• Text section:
• • • •

Bingham Farms Physician Convicted of Drug and Health Care Fraud Charges
DETROIT - Bingham Farms physician David Jankowski, 62, was convicted today by a federal jury in Detroit on thirty charges related to the unlawful distribution of Schedule II, III and IV controlled substances and health care fraud, announced United States Attorney Dawn N. Ison.
Joining Ison in the announcement were James A. Tarasca, Special Agent in Charge of the Detroit Field Office of the Federal Bureau of Investigation, and Mario Pinto, Special Agent-In-Charge, United States Department of Health and Human Services – Office of Inspector General.
The trial began on May 10, 2022,held before United States District Judge Bernard A. Friedman in Detroit. Jankowski will be sentenced on November 15, 2022, at 1:30 pm.
The charges on which he was convicted stemmed from Jankowski’s operation of Summit Medical Group, a purported medical clinic formerly located in Dearborn Heights and Southfield, MI. According to the evidence presented at trial, Dr. Jankowski wrote medically unnecessary prescriptions for controlled substances such as Oxycontin, Oxycodone, morphine, hydrocodone, and Xanax. He also prescribed controlled substances after receiving cash from patient recruiters who brought patients to his practice. The evidence demonstrated that Jankowski issued or authorized the issuance of more than 1.7 million Schedule II controlled substances to individuals outside the course of professional medical practice and for no legitimate medical purpose in exchange for compensation. As part of this scheme, Dr. Jankowski also issued or authorized the issuance more than 800,000 Schedule III controlled substances and more than 870,00 Schedule IV controlled substances. The evidence also showed that Jankowski used his access to controlled substances to lure patients into his health care fraud scheme. Patients were attracted to his practice by the easy access to controlled substances. Many of these patients had no need for the drugs. Instead, the controlled substances were sold on the streets to feed the addictions of opioid addicts. Trial testimony and exhibits showed that Jankowski then submitted false and fraudulent insurance claims asserting that he had provided necessary treatment to these patients. The claims were submitted to Michigan auto insurance companies, private health care insurers, Medicare and Medicaid. Based upon these fraudulent claims, Dr. Jankowski received more than $29.3 million from the auto and private insurance companies and more than $6 million from Medicare and Medicaid.
Dr. Jankowski was convicted of thirty of the thirty-two counts with which he was charged and faces a statutory maximum penalty of 20 years in federal prison.
“The improper distribution of prescription drugs outside the course of ordinary medical practice causes significant harm. It is in everyone’s best interests to keep these highly addictive substances off the street, and it is particularly disturbing when a trusted physician is the vehicle for the illegal distribution of opioids,” stated U.S. Attorney Ison. “My office is dedicated to stemming the tide of opioid addiction and the resulting consequences to families in the Eastern District. Law enforcement investigators are aggressively investigating health care fraud and detecting abuses by doctors, and we hope that prosecutions like this one will deter medical professionals from illegally distributing controlled substances and stealing taxpayer funds.”

• • • •

• Material supplied:

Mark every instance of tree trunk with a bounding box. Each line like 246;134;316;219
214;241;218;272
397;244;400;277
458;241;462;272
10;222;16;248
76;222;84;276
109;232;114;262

• • • •

• Task brief:
Answer these questions from the report on the Bingham Farms physician's conviction:
(a) Which judge presided over the trial?
(b) Where was Summit Medical Group formerly located?
(c) How many counts was Jankowski charged with, and on how many was he convicted?

• Solution:
(a) United States District Judge Bernard A. Friedman.
(b) Dearborn Heights and Southfield, MI.
(c) He was charged with thirty-two counts and convicted on thirty.